Dès 1996, à 24 ans, Guillaume Dustan découvre sa séropositivité. Il publie « Dans ma chambre », description fidèle et brutale de sa vie. Il y raconte sa fuite en avant, persuadé qu'il va mourir et ne vieillira jamais. La pièce est une introspection, une chronique des années de baise dans ce milieu gay parisien où le corps devient l'épicentre de son univers.
Points forts
- Guillaume Dustan décrit, il ne démontre pas, ne dénonce pas, ne se justifie pas.
- Son discours est militant bien sûr, engagé évidemment, mais il ne cherche pas à choquer ni à provoquer. C'est sa force. Il s'expose, avec les mots justes, parfaitement choisis. Pour certains, il est l'un des meilleurs écrivains de sa génération : la force de ses mots illumine la pièce.

......

Rédigez la suite de l'extrait de page consacré à la pièce « Dans ma chambre », en reprenant après sa dernière phrase.

Extrait de données =
......

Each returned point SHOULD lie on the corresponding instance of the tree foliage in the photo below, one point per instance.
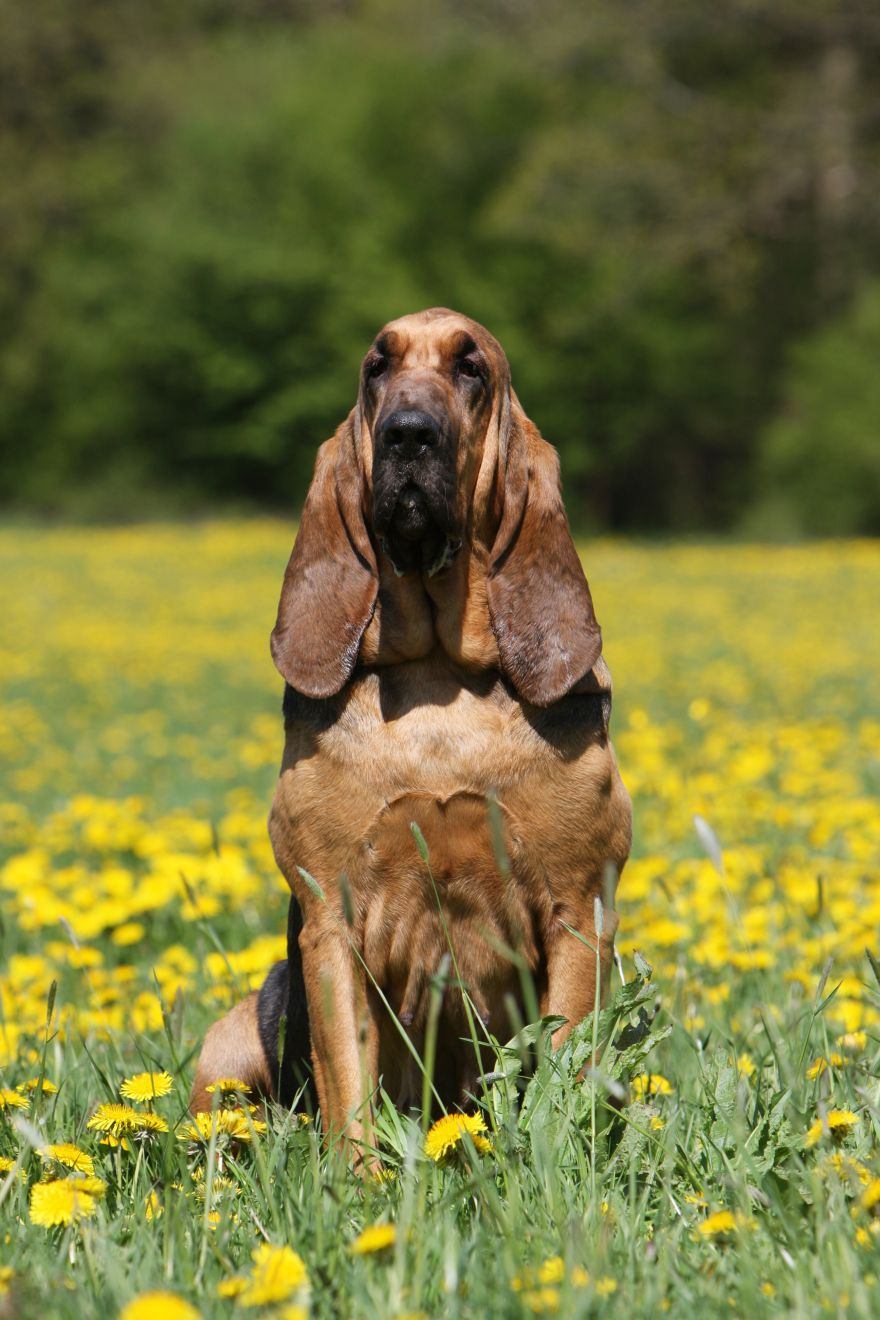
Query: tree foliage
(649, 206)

......

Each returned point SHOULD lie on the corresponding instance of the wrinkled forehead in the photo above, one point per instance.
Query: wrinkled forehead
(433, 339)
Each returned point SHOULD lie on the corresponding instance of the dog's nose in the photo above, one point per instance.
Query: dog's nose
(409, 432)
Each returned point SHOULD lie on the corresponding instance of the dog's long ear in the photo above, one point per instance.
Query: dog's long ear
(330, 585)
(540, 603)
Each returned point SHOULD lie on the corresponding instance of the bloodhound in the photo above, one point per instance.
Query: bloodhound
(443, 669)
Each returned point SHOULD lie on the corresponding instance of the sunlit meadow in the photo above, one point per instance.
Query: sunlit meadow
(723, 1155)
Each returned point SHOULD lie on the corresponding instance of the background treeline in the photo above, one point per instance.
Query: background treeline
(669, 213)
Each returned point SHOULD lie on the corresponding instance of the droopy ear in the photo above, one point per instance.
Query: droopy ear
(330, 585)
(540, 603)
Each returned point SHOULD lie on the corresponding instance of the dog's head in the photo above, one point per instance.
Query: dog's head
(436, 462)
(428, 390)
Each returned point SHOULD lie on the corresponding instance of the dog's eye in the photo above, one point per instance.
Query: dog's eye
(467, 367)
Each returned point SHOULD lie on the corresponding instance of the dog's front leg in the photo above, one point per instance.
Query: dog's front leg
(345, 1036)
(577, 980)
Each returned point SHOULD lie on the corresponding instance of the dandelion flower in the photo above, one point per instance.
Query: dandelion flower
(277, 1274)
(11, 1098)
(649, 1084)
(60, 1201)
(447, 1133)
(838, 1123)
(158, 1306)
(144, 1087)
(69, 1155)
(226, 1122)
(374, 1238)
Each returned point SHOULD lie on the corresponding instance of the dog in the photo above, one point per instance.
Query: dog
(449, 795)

......

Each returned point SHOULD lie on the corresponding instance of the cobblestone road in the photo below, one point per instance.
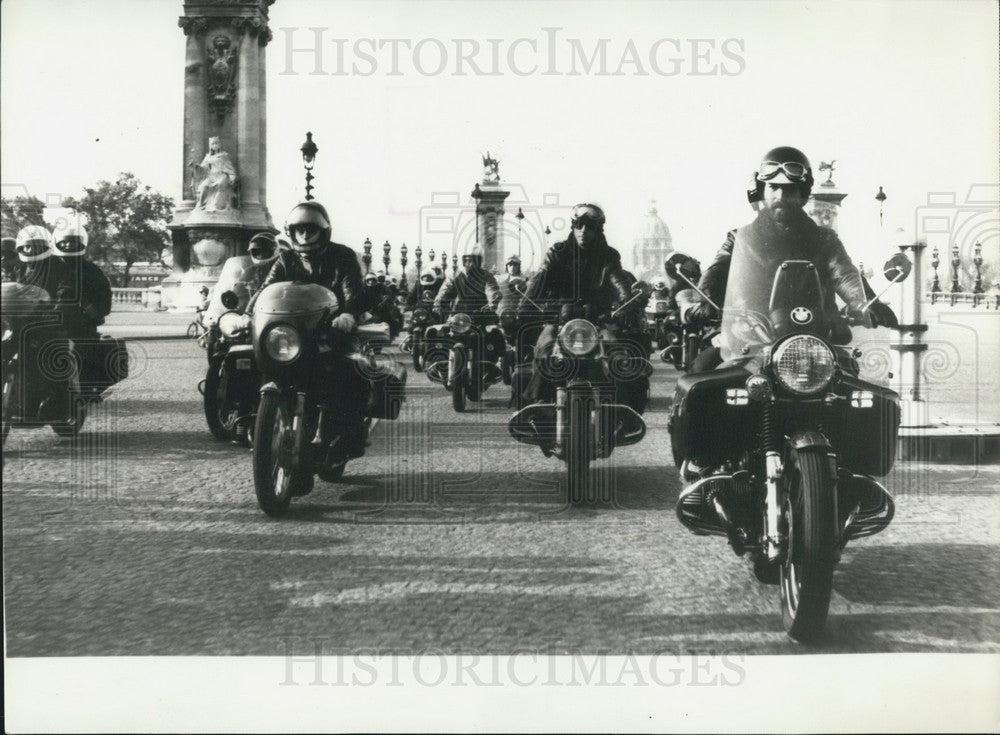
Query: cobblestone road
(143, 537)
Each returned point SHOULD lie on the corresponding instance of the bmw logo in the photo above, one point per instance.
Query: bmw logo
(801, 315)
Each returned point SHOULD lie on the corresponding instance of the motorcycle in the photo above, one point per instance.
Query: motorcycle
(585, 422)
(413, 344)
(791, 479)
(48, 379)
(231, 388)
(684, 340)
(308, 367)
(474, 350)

......

Réponse attendue =
- Nul besoin de se replonger dans le contexte de l'époque – le sida frappe et les homosexuels sont les premières victimes – pour comprendre cette urgence et être touché par la grâce de ce texte tranchant qui découpe le quotidien de l'auteur en fines tranches de vie.
- Hugues Jourdain a adapté le roman et l'interprète comme si c'était sa vie, se fondant dans le texte avec la modestie d'un artisan. Sa mise en scène et son jeu, au début de la pièce, sont neutres pour nous permettre de nous glisser avec lui dans la vie de son personnage. Il se fait conteur, passeur avant de le nourrir de son propre vécu et laisser deviner une réelle intimité avec l'auteur. Puis l'accompagnent la musique, le corps qui se dénude, le bruit, la fureur de vivre, parfaitement maîtrisés.
Quelques réserves
- Le texte n'est pas pornographique ni ostensiblement provocateur. Néanmoins il est cru et n'occulte rien d'une réalité parfois brutale et destructrice.
Encore un mot...
Reçoit-on différemment un texte militant comme celui-ci lorsqu'on est homo ou hétéro ? Dans la salle, des couples homos, hommes ou femmes, des couples hétéros, des personnes seules. Tous réceptifs, concentrés sur le texte et le jeu de l'acteur, tous conquis par l'intensité des mots, du récit, tous séduits par la performance artistique ...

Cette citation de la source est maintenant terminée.